Locate each line of the material below that contains the word "smiling" and copy those lines in full.
----
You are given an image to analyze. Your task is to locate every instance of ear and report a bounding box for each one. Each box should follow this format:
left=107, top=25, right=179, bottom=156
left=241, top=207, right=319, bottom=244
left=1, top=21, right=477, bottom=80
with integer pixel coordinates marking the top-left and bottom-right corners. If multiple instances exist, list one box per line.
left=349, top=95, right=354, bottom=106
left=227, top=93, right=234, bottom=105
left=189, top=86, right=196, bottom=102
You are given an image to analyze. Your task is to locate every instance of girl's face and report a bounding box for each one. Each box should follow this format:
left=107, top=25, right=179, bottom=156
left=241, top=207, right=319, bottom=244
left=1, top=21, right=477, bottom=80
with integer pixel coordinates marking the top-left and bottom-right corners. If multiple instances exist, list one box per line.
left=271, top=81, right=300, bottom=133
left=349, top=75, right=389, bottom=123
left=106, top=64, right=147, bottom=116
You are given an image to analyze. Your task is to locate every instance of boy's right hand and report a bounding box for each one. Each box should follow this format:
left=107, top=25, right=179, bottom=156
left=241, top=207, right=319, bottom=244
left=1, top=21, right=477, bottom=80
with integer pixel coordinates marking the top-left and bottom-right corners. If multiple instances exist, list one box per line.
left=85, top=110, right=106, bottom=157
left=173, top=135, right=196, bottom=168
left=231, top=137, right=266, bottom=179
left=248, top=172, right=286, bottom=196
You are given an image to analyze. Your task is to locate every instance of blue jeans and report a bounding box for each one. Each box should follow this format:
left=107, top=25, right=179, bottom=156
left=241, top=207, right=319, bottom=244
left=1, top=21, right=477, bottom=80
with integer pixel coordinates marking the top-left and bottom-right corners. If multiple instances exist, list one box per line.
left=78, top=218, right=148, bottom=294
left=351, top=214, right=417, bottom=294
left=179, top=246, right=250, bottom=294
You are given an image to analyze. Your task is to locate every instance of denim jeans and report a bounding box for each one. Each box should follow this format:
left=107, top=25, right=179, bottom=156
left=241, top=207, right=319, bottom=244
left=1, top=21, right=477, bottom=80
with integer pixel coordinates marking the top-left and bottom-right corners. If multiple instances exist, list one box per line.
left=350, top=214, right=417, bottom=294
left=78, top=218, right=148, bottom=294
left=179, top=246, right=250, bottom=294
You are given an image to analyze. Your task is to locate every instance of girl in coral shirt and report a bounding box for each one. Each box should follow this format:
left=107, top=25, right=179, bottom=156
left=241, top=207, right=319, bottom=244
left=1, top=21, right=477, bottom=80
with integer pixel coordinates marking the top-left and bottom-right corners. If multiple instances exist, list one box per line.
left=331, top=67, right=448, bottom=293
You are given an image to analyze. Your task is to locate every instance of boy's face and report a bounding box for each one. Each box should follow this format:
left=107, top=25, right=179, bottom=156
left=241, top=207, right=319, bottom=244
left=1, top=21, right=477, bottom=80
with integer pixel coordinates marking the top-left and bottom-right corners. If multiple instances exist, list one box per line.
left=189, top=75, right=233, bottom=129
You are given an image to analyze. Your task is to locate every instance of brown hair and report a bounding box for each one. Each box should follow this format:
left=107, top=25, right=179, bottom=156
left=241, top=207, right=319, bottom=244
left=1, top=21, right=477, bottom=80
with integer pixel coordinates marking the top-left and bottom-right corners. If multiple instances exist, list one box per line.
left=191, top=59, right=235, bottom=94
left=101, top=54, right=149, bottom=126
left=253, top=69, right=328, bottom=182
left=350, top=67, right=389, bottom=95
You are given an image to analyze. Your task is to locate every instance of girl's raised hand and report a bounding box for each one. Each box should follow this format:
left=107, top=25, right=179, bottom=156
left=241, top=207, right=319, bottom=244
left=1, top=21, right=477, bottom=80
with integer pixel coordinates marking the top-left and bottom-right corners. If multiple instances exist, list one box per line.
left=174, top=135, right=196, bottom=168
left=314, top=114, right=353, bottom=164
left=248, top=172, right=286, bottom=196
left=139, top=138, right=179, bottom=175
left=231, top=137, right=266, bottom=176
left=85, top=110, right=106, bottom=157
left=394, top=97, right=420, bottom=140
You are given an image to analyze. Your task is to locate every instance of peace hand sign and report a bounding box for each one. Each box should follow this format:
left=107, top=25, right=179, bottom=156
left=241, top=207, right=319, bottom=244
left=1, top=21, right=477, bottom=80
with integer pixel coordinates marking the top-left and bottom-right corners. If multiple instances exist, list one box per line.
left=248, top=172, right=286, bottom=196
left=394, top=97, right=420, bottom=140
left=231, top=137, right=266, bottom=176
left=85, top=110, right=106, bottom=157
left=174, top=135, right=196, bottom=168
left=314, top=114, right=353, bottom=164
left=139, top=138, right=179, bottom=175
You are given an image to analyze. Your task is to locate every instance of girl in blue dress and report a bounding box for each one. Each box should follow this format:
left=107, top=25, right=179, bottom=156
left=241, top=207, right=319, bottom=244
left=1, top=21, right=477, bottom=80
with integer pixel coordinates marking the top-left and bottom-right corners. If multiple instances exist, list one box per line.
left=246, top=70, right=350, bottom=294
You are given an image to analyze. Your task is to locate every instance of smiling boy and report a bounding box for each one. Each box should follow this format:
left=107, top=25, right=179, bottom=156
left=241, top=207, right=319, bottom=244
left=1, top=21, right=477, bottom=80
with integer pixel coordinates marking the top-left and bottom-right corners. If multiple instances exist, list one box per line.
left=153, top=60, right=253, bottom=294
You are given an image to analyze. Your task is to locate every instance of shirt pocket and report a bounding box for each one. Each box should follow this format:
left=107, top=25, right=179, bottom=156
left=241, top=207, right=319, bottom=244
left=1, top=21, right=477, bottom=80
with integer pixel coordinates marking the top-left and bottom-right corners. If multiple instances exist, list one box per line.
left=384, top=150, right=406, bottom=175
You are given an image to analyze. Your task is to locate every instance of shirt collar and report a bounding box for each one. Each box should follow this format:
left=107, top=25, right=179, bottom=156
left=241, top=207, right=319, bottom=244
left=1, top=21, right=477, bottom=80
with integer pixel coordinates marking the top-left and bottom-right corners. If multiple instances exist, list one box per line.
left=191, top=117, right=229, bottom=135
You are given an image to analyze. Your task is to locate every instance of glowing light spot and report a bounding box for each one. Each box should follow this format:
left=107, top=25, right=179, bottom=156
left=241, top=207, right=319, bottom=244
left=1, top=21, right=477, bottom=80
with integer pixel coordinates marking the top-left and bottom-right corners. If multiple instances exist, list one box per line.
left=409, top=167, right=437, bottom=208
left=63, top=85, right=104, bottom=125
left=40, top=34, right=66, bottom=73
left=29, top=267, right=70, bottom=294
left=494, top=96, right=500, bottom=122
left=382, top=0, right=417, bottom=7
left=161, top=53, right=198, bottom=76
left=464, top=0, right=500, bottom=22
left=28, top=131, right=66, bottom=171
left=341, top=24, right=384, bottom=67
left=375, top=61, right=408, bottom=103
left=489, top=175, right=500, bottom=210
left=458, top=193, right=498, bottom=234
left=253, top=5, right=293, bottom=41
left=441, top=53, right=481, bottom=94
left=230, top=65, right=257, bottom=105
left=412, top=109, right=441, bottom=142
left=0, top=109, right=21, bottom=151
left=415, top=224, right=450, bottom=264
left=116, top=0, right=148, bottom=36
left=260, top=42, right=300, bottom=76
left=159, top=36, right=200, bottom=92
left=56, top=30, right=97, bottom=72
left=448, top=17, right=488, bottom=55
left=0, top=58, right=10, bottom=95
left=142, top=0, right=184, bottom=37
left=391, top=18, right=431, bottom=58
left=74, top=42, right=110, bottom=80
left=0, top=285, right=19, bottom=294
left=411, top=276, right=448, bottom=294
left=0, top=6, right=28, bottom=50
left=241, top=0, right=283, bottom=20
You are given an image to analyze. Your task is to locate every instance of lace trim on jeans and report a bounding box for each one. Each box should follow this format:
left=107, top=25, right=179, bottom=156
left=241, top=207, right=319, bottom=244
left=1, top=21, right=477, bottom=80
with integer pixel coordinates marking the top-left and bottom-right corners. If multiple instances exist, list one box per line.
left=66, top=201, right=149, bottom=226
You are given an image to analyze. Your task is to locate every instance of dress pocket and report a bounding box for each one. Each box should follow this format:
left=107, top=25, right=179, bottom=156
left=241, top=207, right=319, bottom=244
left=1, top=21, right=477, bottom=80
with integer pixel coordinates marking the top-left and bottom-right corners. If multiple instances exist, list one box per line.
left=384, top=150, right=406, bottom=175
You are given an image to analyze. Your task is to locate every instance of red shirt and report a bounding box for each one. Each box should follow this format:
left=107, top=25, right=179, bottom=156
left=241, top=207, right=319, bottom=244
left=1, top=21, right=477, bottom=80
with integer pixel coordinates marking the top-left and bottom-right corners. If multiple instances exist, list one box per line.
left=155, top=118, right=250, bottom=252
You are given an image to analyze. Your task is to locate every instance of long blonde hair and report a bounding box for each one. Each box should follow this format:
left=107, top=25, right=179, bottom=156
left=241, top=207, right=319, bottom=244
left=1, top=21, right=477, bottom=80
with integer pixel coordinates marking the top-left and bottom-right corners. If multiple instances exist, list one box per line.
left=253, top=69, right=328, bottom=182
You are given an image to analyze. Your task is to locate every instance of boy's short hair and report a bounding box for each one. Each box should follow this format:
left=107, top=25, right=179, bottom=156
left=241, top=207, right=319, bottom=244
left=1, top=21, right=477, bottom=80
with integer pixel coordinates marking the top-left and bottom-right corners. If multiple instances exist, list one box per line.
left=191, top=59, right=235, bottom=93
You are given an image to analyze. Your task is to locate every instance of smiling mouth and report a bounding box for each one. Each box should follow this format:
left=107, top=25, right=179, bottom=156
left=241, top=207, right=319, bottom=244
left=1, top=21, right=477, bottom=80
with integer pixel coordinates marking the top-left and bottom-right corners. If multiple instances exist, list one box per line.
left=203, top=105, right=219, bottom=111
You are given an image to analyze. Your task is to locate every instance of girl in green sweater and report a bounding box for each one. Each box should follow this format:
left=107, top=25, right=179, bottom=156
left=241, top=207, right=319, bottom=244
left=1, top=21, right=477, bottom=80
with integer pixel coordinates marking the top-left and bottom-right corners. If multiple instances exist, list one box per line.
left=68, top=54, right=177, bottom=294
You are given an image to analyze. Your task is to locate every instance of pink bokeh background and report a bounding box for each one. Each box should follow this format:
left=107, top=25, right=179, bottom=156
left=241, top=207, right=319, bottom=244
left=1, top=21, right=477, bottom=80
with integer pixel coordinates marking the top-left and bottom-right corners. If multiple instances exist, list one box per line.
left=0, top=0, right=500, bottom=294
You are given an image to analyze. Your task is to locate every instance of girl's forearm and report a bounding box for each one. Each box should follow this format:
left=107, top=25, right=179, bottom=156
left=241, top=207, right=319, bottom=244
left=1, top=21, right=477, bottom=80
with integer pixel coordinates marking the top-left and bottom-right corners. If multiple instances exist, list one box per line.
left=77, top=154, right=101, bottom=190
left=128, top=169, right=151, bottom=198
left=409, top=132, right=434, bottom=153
----
▸ **Response**
You are given an image to analyze. Your task is to locate every instance of smiling boy and report a bounding box for each one. Each box should follow this format:
You are given an image to analyze. Your task is to locate every instance of smiling mouth and report a bounding box for each one. Each box should follow this format:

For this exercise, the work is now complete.